## EXERCISE REQUIREMENTS
Report each line in the records that contains the word "green". Case counts.

## ENTRIES
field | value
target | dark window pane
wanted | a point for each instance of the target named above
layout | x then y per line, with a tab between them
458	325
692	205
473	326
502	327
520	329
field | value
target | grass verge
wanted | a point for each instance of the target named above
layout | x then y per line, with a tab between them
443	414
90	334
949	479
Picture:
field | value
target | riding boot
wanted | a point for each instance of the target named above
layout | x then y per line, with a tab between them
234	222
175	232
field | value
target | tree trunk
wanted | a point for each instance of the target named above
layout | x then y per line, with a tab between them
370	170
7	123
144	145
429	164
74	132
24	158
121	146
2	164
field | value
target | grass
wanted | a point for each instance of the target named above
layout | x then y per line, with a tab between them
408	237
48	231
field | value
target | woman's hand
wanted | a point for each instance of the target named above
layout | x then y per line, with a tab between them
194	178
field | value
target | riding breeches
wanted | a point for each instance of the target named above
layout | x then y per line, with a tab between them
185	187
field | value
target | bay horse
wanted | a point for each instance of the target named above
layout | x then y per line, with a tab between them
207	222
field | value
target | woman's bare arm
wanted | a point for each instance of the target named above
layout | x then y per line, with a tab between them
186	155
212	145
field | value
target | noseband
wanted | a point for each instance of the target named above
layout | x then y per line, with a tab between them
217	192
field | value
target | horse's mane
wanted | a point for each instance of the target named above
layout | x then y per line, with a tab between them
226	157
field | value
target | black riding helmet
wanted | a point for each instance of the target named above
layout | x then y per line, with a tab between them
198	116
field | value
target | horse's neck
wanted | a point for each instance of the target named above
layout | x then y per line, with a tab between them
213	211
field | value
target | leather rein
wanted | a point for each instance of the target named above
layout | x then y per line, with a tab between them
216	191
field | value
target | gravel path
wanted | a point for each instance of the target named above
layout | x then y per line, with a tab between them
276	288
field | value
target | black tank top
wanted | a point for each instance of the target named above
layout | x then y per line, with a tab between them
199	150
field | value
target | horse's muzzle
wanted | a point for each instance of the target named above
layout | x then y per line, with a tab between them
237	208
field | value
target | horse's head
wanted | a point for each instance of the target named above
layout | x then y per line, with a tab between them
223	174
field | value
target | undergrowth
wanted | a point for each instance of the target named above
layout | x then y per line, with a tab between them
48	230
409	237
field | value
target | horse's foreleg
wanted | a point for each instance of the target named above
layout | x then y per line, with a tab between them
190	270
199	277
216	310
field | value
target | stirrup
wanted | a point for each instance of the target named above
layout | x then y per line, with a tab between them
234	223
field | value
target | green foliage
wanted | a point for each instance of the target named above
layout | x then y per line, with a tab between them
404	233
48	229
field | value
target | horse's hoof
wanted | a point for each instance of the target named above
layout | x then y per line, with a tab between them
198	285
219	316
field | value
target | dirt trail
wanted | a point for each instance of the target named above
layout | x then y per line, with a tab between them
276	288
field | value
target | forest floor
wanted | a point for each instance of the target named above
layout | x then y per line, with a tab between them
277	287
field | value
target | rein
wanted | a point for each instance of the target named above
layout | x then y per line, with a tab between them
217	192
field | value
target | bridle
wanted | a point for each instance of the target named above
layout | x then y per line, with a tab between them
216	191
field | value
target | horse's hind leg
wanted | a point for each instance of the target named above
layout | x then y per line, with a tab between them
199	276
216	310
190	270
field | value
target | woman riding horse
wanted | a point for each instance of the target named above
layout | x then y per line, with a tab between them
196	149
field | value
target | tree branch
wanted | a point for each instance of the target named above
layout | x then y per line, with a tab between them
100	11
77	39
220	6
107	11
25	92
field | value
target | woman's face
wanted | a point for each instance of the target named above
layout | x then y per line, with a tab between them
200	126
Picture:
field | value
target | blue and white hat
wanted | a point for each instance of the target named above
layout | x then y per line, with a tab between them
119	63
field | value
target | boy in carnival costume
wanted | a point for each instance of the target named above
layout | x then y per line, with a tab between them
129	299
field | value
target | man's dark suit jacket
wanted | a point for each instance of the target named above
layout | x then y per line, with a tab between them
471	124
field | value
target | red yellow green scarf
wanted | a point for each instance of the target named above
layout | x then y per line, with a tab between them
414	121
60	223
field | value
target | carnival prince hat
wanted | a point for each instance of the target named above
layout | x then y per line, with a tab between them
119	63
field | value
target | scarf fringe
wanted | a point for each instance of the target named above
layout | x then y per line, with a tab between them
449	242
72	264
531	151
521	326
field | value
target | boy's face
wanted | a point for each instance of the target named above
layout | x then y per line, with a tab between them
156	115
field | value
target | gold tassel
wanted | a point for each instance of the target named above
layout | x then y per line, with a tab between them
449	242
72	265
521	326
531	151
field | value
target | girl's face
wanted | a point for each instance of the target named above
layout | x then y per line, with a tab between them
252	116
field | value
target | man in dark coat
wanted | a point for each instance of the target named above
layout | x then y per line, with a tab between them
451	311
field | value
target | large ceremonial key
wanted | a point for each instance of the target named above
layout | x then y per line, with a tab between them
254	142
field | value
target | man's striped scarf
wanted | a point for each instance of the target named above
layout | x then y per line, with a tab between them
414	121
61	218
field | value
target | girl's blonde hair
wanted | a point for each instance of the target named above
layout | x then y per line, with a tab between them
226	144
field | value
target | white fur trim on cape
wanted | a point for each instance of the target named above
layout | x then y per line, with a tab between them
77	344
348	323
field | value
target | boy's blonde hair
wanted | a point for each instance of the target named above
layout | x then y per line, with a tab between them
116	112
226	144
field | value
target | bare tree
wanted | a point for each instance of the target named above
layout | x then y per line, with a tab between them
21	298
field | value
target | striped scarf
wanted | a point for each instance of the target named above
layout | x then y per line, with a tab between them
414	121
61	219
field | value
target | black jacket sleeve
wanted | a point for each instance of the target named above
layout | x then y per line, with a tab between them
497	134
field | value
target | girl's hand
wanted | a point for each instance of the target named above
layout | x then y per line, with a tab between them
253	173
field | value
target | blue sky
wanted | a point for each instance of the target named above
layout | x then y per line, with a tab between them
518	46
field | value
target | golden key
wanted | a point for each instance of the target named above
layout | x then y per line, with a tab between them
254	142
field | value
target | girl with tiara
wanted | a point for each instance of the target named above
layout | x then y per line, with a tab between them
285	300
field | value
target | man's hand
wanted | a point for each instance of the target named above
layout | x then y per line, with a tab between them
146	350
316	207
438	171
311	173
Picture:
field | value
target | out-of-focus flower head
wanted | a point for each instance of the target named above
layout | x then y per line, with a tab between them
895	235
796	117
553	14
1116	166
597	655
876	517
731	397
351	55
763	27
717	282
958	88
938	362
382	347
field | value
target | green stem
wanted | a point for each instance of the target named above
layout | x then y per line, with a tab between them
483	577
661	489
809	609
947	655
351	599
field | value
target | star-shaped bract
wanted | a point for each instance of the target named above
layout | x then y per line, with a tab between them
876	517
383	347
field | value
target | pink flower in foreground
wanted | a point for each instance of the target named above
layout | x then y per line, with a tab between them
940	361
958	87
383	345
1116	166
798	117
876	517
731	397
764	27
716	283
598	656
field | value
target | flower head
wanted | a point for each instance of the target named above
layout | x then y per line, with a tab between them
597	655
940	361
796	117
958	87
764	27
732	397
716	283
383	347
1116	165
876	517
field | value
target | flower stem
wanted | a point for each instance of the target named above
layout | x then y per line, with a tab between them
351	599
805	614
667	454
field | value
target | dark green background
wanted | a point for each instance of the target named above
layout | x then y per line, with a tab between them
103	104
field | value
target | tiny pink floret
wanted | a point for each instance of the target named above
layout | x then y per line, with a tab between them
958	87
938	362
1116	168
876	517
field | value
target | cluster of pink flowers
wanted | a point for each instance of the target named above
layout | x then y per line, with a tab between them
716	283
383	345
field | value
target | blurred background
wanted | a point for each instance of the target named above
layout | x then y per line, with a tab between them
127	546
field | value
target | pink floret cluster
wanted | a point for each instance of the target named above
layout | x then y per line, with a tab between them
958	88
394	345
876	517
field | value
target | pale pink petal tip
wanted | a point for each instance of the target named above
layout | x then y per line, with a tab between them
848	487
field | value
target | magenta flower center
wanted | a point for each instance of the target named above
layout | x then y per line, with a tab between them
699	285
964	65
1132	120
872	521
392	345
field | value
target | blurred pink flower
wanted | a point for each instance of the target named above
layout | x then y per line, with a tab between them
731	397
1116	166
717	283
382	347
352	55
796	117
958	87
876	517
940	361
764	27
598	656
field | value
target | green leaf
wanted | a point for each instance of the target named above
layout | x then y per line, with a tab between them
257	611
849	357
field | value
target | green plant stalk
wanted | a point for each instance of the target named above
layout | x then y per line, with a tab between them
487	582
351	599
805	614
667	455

## FINAL RESULT
target | green foliage
target | red yellow green scarf
target | green stem
target | dark green background
target | green leaf
target | green plant stalk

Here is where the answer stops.